PatternCaptureGroupTokenFilter throwing error - startOffset must be non-negative, and endOffset must be >= startOffset, and offsets must not go backwards

shikha65786 · September 8, 2024, 10:28am

I'm using the PatternCaptureGroupTokenFilter in my code to generate tokens based on multiple regular expressions and highlight matches in the string. I'm working with Lucene 9, but it's returning the following error.

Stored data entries

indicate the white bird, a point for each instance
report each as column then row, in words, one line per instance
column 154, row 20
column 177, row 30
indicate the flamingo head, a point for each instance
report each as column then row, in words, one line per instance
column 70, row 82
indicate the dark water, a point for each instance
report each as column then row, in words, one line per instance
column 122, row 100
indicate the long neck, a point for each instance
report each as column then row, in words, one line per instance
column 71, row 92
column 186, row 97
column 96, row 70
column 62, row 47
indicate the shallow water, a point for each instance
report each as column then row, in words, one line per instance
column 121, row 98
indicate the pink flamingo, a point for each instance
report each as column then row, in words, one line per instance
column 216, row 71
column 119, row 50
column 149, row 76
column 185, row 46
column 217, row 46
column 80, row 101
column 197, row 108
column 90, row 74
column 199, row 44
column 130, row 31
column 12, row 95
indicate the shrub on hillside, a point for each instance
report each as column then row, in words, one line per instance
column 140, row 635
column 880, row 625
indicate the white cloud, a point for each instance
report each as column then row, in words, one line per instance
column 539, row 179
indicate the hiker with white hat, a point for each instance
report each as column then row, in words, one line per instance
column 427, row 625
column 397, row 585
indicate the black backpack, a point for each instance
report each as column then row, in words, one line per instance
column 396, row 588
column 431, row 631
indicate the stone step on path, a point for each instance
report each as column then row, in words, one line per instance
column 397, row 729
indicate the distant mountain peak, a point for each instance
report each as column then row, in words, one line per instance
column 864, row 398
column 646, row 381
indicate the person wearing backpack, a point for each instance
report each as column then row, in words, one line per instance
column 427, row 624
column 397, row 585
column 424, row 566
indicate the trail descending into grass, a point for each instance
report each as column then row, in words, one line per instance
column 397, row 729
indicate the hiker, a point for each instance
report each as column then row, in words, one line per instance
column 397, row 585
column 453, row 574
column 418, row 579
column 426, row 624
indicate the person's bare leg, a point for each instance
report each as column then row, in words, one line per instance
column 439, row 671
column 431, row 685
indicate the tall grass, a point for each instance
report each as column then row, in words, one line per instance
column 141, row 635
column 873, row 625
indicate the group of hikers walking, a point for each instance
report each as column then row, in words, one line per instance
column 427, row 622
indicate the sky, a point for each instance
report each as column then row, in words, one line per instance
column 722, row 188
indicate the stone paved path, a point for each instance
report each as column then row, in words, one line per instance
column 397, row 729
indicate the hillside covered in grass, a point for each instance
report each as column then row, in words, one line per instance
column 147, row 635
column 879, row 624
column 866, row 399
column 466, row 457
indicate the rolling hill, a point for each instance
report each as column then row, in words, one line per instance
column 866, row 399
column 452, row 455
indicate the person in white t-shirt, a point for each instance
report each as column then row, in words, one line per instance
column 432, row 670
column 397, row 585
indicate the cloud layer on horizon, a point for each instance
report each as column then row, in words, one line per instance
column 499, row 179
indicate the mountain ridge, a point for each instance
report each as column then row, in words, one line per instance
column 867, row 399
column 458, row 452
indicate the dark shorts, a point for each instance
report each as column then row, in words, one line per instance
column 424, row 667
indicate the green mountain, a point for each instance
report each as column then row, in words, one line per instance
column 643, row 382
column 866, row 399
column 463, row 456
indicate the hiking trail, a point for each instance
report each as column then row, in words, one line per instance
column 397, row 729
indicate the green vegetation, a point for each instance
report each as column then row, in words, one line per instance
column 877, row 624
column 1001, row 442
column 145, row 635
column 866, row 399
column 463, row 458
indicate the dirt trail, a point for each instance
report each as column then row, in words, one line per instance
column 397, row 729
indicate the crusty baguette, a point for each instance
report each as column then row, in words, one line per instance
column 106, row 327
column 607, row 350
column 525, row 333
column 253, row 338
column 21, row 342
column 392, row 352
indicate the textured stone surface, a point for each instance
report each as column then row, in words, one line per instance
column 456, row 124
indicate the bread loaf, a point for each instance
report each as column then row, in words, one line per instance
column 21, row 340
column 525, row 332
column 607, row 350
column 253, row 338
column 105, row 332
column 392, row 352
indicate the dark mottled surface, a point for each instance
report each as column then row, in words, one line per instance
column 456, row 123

**YOUR TASK**
Please return the part of the Lucene forum post between "I'm using the" and "the following error.", inclusive, copied word for word.

**RESULT OF THE TASK**
I'm using the PatternCaptureGroupTokenFilter in my code to generate tokens based on multiple regular expressions and highlight matches in the string. I'm working with Lucene 9, but it's returning the following error.